Records –
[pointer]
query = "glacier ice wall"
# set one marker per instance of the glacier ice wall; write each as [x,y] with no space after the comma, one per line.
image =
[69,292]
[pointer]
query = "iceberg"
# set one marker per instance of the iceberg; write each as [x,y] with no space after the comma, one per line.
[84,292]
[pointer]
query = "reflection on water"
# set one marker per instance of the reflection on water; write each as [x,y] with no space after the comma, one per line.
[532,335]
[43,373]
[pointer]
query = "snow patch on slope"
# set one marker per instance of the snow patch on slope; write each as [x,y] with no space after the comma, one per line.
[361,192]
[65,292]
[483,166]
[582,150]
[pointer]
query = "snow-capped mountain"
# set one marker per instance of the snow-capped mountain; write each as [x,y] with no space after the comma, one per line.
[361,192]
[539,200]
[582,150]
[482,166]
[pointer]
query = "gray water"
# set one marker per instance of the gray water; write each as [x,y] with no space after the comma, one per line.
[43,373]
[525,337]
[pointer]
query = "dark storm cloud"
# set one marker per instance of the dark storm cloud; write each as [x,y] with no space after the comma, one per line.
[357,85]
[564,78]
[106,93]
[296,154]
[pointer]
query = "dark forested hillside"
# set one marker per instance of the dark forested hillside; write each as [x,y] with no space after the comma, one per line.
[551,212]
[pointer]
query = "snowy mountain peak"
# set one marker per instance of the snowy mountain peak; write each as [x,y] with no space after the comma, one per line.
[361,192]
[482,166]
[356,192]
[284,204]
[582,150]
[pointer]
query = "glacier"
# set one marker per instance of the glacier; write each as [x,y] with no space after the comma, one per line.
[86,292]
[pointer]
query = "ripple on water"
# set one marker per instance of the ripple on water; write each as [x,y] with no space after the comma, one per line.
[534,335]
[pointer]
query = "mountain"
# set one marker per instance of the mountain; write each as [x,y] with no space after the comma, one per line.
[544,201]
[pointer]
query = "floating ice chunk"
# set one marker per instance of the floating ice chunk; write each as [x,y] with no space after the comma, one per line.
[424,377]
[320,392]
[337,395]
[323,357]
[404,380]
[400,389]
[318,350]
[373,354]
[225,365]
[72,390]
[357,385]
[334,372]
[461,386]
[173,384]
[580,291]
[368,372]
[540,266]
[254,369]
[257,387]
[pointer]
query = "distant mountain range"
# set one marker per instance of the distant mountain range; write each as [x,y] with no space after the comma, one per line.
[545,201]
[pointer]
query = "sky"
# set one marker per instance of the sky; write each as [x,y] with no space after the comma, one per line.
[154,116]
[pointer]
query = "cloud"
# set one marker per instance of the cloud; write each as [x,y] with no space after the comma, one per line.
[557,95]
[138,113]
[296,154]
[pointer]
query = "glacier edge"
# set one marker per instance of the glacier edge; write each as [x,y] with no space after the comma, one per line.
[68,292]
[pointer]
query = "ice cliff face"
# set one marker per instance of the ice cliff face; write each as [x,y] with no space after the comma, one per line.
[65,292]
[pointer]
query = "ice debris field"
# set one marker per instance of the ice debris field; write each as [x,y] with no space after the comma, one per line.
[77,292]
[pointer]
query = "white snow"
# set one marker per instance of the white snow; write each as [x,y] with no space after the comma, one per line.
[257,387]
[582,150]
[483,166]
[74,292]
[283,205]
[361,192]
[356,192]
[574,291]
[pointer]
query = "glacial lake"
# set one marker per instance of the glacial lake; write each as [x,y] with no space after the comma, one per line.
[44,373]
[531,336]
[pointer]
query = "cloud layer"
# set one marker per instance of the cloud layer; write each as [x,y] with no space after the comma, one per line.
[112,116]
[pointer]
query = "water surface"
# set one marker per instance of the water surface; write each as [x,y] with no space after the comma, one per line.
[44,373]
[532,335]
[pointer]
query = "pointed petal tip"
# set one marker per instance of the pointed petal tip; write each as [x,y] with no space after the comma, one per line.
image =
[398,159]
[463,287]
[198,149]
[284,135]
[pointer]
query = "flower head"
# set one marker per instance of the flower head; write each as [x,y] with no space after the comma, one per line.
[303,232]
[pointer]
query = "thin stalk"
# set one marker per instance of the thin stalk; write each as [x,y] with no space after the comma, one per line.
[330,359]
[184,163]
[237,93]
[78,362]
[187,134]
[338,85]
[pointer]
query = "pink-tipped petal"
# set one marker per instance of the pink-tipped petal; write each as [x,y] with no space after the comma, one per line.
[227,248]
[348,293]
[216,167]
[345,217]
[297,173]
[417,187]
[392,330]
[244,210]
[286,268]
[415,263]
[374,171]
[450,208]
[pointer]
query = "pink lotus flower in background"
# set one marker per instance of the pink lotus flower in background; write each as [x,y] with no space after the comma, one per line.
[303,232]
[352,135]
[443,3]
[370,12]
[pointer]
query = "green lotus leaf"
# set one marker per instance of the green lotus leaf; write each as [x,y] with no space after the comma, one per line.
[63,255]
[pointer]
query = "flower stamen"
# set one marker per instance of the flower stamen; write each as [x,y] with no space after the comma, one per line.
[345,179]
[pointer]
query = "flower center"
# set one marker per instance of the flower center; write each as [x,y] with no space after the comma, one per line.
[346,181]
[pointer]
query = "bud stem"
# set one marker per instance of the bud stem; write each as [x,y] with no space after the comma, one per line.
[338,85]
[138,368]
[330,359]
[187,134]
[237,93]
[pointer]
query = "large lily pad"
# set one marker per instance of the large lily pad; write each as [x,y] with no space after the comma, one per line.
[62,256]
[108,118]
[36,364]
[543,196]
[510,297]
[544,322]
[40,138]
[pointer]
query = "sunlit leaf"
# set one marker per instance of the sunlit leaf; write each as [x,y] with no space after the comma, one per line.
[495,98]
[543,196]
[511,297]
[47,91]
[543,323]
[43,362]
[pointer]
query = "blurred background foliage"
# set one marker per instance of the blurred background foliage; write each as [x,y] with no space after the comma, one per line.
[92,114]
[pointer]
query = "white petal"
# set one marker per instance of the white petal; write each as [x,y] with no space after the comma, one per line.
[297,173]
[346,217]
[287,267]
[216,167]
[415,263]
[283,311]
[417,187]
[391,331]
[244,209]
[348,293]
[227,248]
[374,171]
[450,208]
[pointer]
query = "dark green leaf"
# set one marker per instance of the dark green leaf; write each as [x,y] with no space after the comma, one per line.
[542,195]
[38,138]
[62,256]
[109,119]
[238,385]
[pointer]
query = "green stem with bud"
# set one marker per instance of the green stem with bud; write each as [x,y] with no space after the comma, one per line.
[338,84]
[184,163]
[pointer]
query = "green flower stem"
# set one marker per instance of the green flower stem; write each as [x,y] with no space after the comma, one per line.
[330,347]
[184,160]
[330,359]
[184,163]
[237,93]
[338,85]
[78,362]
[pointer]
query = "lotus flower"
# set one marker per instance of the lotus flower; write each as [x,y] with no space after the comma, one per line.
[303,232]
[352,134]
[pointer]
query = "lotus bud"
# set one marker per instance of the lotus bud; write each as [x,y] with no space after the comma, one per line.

Work to complete –
Print the data again exactly.

Response to this task –
[pointer]
query = "glacier ice wall"
# set one marker per instance of the glacier ice wall; write each as [x,y] with no space after the comma, one per line.
image =
[69,292]
[pointer]
query = "iceberg"
# set one marker per instance of the iceberg; write each as [x,y] with no space after the comma, one per line.
[84,292]
[pointer]
query = "reflection on water"
# set one marker per instance of the reflection on water; write each as [x,y] with no space after the comma, one per line.
[532,335]
[43,373]
[pointer]
query = "snow patch on slope"
# set one marker per instance of the snow patch on slope; write each as [x,y] with no space after the comma, one per line.
[361,192]
[65,292]
[483,166]
[582,150]
[pointer]
query = "snow-capped mountain"
# set one marker per instance of the snow-capped mountain; write each as [x,y] with no space after the comma, one per line.
[361,192]
[539,200]
[582,150]
[482,166]
[pointer]
query = "gray water"
# set one marker per instance of the gray water; write each as [x,y] with no space after the comma, one per line.
[43,373]
[525,337]
[pointer]
query = "dark storm cloud"
# set one marker per instance of the dark storm cloud; write each as [x,y] with no space after the comma, one per line.
[357,85]
[564,78]
[106,93]
[296,154]
[pointer]
query = "dark forested hillside"
# set one marker per instance of the dark forested hillside; write each as [x,y] with no space after the comma, one per line.
[551,212]
[pointer]
query = "snowy mountain peak"
# set one marker per instance of the snowy mountain peak; write each as [x,y] with no space after the comma, one per line.
[361,192]
[482,166]
[356,192]
[284,204]
[582,150]
[pointer]
query = "glacier"
# set one marker per instance of the glacier; write each as [x,y] with no space after the comma, one per line.
[86,292]
[pointer]
query = "ripple on water"
# set one marker per instance of the ripple on water; write each as [x,y] with no space after the comma, one per line.
[534,335]
[pointer]
query = "mountain"
# set one marker per instance of the mountain; write each as [x,y] with no space after the comma, one per line.
[544,201]
[pointer]
query = "floating ice chunk"
# set one marker per instance of the floating ice chunk; write each as [x,y] with no space after the comma, one per line.
[424,377]
[320,392]
[337,395]
[323,357]
[404,380]
[400,389]
[318,350]
[373,354]
[225,365]
[72,390]
[357,385]
[334,372]
[461,386]
[173,384]
[580,291]
[368,372]
[540,266]
[254,369]
[257,387]
[pointer]
query = "distant mountain range"
# set one marker per instance of the distant mountain range; write each as [x,y] with no space after the comma, one per line.
[545,201]
[pointer]
query = "sky"
# set one marker per instance of the sky; write each as [x,y] with no space after the comma, one per line.
[154,116]
[pointer]
query = "cloud"
# set one marker per instance of the cloud; write each as [x,y] with no space after the comma, one per line.
[557,95]
[138,113]
[296,154]
[pointer]
query = "glacier edge"
# set one marker per instance of the glacier edge; write each as [x,y] with no space after the comma, one per line.
[68,292]
[pointer]
query = "ice cliff face"
# set one marker per instance of the ice cliff face; write each as [x,y] with no space after the comma, one per line.
[65,292]
[pointer]
query = "ice debris field"
# set one marker per instance of the ice debris field; write each as [x,y] with no space after the comma, one per line.
[77,292]
[pointer]
query = "white snow"
# set one marker per instance of the white snow; write each as [x,y] with no space after the comma, one per line.
[257,387]
[582,150]
[483,166]
[74,292]
[283,205]
[361,192]
[356,192]
[574,291]
[pointer]
query = "glacial lake"
# set one marker per instance of the glacial lake; write each as [x,y] with no space after the comma, one per line.
[44,373]
[531,336]
[pointer]
query = "cloud layer"
# set one marker per instance of the cloud layer; write each as [x,y] with no space after the comma, one per line.
[112,116]
[pointer]
query = "water surface"
# set one marker per instance of the water surface; write each as [x,y] with no space after the comma, one per line.
[44,373]
[532,335]
[pointer]
query = "pointed petal tip"
# set one marker per instance of the pointed petal tip; write each as [x,y] with no space after the comma, one per line.
image =
[398,159]
[463,287]
[198,149]
[284,135]
[pointer]
query = "flower head"
# set one marker per instance of the flower head; write each as [x,y] with no space after the comma, one per line.
[303,232]
[pointer]
query = "thin stalk"
# set one marker per instance of the thin stalk; write each as [x,y] with no space after the comma, one per line.
[330,359]
[184,163]
[237,93]
[78,362]
[187,134]
[338,85]
[pointer]
query = "pink-tipped petal"
# set one marker per instance of the pink-tipped petal; write each as [x,y] with no space after the comma, one per line.
[227,248]
[348,293]
[216,167]
[345,217]
[297,173]
[417,187]
[392,330]
[244,210]
[286,268]
[415,263]
[374,171]
[450,208]
[pointer]
query = "pink lotus flower in background"
# set one marker per instance of the pink lotus flower in background; write each as [x,y] with no space after the comma, one per line.
[303,232]
[352,135]
[443,3]
[370,12]
[pointer]
query = "green lotus leaf"
# set one marker per instance of the green lotus leaf; write each as [x,y] with no space after the comma, one per line.
[63,255]
[pointer]
query = "flower stamen"
# set one marker per instance of the flower stamen; write each as [x,y] with no space after the comma, one per line.
[345,179]
[pointer]
query = "flower center"
# set one marker per instance of the flower center; write each as [x,y] with no space after the comma, one per line.
[346,181]
[pointer]
query = "bud stem"
# set one marker per instance of the bud stem; write each as [x,y] with no space after the comma, one per line.
[338,85]
[138,368]
[330,359]
[187,134]
[237,93]
[pointer]
query = "large lily pad"
# set one marker per instance of the large lily pad; write each as [x,y] with no space after the comma, one per line.
[62,256]
[108,118]
[36,364]
[543,196]
[510,297]
[544,322]
[40,138]
[pointer]
query = "sunlit leaf"
# set one marker per instance of the sunlit leaf; write each as [x,y] with no space after the comma, one per line.
[495,98]
[543,196]
[511,297]
[47,91]
[543,323]
[43,362]
[pointer]
query = "blurred background foliage"
# set one marker per instance of the blurred background foliage; write each as [x,y] with no space after the comma, one per line.
[92,114]
[pointer]
query = "white petal"
# set one marker per instance of the white petal; write each as [x,y] with no space after the comma, one per line.
[297,173]
[346,217]
[287,267]
[216,167]
[415,263]
[283,311]
[417,187]
[391,331]
[244,209]
[348,293]
[227,248]
[374,171]
[450,208]
[pointer]
query = "dark green leaf"
# set one marker per instance of the dark green leaf; write each as [x,y] with no space after the comma, one per line.
[542,195]
[38,138]
[62,256]
[109,119]
[238,385]
[pointer]
query = "green stem with bud"
# set one marker per instance of the green stem with bud; write each as [x,y] with no space after the comma, one per line.
[338,84]
[184,163]
[pointer]
query = "green flower stem"
# set one marker per instance of the green flower stem; write each as [x,y] with no space after the comma, one per line.
[330,347]
[184,160]
[330,359]
[184,163]
[237,93]
[338,85]
[78,362]
[pointer]
query = "lotus flower"
# set one marker per instance of the lotus flower; write each as [x,y] with no space after the comma, one per line.
[303,232]
[352,134]
[pointer]
query = "lotus bud"
# set one marker per instance of the lotus bud; write each as [x,y] with no space after the comma, one per line.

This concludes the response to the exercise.